#### [WHAT IS REQUIRED]
After locating the line that contains "132, row 603." in the data below, set down exactly that line and each one after it through the line that contains "732, row 604.", and nothing more.

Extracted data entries

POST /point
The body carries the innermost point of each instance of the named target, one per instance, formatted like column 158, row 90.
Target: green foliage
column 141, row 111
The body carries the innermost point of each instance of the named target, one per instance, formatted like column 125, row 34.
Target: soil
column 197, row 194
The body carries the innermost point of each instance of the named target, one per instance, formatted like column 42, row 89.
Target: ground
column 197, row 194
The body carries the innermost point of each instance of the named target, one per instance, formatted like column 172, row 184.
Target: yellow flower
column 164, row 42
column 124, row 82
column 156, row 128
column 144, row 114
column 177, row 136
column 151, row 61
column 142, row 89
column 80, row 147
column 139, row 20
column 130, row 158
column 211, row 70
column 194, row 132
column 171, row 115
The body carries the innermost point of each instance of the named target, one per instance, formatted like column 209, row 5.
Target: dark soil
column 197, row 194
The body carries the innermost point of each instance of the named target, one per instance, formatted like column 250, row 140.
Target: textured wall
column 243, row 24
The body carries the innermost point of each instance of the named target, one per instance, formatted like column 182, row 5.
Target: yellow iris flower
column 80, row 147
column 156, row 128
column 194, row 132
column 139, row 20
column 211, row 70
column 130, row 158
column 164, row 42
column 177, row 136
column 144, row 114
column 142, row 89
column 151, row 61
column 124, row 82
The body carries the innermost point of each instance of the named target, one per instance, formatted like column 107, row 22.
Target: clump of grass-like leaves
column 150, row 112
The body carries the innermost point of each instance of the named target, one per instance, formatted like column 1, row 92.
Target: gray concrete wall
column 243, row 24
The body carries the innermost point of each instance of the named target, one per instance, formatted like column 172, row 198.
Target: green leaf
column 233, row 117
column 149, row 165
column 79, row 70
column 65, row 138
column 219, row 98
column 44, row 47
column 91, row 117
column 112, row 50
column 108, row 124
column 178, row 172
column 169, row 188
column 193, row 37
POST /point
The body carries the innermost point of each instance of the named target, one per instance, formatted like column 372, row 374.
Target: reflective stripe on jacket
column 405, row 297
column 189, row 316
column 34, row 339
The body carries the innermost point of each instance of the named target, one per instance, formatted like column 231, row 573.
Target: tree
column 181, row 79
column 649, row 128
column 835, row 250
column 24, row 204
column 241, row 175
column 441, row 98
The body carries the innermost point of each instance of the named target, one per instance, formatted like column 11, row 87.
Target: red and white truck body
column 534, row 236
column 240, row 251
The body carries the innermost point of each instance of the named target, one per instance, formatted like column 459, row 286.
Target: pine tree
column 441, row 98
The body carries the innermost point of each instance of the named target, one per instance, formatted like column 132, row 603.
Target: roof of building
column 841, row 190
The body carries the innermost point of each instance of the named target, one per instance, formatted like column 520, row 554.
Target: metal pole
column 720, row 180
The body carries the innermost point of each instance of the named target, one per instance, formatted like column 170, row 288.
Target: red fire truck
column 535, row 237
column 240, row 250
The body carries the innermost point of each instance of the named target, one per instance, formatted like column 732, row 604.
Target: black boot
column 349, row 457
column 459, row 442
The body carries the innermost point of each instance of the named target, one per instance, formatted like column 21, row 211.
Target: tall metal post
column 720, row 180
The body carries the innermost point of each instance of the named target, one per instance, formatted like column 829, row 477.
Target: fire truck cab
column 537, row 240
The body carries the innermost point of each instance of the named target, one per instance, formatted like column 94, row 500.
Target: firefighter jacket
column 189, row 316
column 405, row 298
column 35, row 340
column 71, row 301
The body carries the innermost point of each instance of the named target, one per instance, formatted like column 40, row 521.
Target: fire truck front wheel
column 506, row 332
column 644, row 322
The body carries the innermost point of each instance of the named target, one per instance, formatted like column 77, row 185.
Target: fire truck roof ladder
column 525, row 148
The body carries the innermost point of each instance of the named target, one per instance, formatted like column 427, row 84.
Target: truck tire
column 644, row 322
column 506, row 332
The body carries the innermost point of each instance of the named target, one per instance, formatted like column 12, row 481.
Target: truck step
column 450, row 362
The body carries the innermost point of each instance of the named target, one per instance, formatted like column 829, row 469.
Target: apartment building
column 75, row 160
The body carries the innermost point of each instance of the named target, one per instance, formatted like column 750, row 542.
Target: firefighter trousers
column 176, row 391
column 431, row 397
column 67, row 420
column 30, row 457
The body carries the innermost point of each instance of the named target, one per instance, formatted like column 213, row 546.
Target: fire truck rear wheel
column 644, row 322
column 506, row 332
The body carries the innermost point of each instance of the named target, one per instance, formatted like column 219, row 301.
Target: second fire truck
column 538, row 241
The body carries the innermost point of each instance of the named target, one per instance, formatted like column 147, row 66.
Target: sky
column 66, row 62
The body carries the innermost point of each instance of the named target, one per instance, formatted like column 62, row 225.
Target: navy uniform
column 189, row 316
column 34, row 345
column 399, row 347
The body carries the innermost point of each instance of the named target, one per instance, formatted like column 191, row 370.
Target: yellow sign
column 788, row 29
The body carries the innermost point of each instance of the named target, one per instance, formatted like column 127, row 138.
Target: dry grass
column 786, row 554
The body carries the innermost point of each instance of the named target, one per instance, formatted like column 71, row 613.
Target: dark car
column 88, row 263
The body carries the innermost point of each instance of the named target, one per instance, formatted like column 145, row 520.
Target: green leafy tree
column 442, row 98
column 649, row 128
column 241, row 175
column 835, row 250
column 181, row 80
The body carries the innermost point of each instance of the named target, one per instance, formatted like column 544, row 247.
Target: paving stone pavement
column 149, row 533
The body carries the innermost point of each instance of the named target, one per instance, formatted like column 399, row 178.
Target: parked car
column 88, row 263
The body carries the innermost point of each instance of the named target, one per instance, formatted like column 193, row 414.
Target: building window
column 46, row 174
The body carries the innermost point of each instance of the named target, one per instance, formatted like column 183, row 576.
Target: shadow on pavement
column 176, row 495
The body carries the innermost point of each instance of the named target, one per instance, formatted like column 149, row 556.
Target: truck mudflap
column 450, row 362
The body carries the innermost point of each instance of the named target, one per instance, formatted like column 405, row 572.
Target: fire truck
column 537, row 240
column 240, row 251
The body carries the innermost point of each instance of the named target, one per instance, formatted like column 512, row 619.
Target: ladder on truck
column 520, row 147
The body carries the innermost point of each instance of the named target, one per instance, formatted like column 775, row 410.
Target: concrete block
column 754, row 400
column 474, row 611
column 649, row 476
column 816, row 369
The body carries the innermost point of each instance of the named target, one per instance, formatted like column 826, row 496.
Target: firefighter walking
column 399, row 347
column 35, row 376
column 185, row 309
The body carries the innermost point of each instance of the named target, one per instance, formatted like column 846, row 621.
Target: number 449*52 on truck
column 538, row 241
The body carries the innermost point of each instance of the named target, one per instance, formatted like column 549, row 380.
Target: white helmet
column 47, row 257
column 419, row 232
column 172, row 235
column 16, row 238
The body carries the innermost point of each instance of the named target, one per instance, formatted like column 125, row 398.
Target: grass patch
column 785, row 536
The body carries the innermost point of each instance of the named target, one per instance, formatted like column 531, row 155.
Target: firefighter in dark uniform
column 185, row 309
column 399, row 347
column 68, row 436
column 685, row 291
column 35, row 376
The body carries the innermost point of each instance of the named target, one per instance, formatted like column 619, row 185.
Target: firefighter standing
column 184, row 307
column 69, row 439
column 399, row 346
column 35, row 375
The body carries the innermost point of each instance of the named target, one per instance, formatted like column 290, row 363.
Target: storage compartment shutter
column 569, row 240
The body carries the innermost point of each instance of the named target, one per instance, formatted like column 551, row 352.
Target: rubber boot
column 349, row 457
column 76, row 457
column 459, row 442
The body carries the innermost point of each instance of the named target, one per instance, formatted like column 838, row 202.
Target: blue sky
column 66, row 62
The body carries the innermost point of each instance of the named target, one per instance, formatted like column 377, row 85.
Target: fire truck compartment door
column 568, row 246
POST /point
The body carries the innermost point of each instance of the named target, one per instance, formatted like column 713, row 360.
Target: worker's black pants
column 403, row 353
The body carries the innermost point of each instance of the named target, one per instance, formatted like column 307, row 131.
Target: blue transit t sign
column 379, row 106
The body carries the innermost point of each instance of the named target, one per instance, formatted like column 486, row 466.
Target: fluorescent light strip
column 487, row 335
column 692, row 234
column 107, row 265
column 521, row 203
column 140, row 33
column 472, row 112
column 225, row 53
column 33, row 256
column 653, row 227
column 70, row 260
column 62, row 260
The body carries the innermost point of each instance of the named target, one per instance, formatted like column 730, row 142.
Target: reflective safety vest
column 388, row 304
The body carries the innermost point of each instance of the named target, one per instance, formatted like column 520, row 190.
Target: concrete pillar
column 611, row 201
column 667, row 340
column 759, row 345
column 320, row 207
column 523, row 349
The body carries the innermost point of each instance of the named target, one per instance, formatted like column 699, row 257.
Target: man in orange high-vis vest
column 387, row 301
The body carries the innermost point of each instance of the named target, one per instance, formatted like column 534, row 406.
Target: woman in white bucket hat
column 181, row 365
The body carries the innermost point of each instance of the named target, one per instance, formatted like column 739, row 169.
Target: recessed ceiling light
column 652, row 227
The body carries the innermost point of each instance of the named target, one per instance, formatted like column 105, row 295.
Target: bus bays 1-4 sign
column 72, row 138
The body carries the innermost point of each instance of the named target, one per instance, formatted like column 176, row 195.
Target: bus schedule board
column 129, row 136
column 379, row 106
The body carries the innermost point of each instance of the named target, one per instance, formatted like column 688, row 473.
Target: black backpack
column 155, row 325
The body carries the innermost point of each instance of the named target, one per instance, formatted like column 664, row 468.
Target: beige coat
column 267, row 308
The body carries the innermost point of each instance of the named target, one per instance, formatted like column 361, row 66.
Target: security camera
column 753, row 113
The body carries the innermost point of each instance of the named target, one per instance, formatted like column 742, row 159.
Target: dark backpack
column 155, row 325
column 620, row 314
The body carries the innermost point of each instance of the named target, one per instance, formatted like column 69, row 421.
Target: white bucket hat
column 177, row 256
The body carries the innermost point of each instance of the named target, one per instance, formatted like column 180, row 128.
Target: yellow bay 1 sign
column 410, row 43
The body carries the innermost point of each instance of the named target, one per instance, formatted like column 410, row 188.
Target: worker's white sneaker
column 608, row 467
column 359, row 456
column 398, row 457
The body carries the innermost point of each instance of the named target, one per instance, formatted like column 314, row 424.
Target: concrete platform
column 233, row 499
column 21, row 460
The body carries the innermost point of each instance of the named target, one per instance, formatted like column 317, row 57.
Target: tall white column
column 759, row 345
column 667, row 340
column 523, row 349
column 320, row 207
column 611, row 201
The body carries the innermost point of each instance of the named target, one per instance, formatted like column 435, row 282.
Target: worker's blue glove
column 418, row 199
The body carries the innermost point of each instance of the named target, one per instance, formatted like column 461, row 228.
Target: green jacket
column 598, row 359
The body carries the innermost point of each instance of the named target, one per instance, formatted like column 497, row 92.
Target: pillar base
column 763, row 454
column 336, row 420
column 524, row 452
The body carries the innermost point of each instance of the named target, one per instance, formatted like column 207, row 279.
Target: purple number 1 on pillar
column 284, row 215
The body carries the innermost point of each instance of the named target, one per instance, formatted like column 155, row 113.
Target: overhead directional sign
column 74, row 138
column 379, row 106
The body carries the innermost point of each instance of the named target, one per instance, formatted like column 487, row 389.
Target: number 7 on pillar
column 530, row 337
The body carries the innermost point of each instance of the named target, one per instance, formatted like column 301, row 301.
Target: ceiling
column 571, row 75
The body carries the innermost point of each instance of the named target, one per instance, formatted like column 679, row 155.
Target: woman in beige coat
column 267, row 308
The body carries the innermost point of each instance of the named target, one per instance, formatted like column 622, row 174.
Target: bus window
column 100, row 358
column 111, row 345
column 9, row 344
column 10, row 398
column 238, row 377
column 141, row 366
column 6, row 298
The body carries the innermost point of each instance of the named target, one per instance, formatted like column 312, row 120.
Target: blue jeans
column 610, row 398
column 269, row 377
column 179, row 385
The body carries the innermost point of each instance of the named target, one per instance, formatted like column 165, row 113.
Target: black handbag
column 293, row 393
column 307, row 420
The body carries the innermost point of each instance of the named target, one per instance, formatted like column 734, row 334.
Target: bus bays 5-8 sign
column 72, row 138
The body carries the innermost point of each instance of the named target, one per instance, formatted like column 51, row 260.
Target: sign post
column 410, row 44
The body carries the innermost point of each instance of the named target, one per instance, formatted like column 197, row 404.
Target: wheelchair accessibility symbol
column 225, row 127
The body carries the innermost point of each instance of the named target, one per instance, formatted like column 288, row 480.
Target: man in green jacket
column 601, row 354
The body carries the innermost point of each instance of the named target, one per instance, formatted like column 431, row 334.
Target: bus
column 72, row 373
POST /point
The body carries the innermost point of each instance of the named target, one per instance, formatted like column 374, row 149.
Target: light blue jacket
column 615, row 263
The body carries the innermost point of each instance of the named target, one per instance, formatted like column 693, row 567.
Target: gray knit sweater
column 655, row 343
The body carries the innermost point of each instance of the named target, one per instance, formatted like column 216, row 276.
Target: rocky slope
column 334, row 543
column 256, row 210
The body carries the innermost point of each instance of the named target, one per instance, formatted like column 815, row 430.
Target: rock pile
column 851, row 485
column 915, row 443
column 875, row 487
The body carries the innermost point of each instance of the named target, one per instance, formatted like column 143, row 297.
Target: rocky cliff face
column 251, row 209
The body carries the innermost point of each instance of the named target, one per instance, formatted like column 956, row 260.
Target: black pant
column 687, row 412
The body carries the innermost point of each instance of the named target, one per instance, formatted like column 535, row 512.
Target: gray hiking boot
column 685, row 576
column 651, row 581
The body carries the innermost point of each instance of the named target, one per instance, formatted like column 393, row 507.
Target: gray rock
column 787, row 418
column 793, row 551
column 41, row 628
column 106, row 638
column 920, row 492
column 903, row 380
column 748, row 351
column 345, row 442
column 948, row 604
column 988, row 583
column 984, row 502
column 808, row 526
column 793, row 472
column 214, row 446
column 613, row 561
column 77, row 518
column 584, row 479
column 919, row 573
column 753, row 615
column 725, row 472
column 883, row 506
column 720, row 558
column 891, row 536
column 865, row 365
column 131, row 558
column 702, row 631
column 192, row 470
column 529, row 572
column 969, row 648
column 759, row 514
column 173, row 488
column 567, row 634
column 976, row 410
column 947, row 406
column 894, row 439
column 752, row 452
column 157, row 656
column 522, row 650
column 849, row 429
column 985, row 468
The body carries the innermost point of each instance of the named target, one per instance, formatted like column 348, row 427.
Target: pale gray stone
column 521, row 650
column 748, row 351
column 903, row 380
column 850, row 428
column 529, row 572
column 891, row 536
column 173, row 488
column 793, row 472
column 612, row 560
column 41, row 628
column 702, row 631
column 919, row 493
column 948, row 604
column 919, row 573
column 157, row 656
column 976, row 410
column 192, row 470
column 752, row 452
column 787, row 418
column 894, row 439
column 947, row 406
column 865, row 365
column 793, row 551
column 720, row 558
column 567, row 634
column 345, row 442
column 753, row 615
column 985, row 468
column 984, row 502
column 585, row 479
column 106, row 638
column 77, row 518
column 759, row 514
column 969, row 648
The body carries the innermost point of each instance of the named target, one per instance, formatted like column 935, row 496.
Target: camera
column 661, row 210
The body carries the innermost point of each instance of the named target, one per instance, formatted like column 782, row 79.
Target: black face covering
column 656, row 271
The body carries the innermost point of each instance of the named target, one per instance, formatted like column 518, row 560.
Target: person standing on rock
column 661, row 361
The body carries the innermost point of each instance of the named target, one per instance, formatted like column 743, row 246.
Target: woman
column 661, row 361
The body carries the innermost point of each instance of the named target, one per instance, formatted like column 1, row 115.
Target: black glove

#### [OUTPUT]
The body carries the innermost point of each instance of the named target, one per instance, formatted like column 132, row 603.
Target: roof of building
column 841, row 190
The body carries the innermost point of each instance of the named target, one per instance, formatted like column 520, row 554.
Target: metal pole
column 720, row 180
The body carries the innermost point of each instance of the named target, one per instance, formatted like column 170, row 288.
Target: red fire truck
column 535, row 237
column 240, row 250
The body carries the innermost point of each instance of the named target, one per instance, formatted like column 732, row 604.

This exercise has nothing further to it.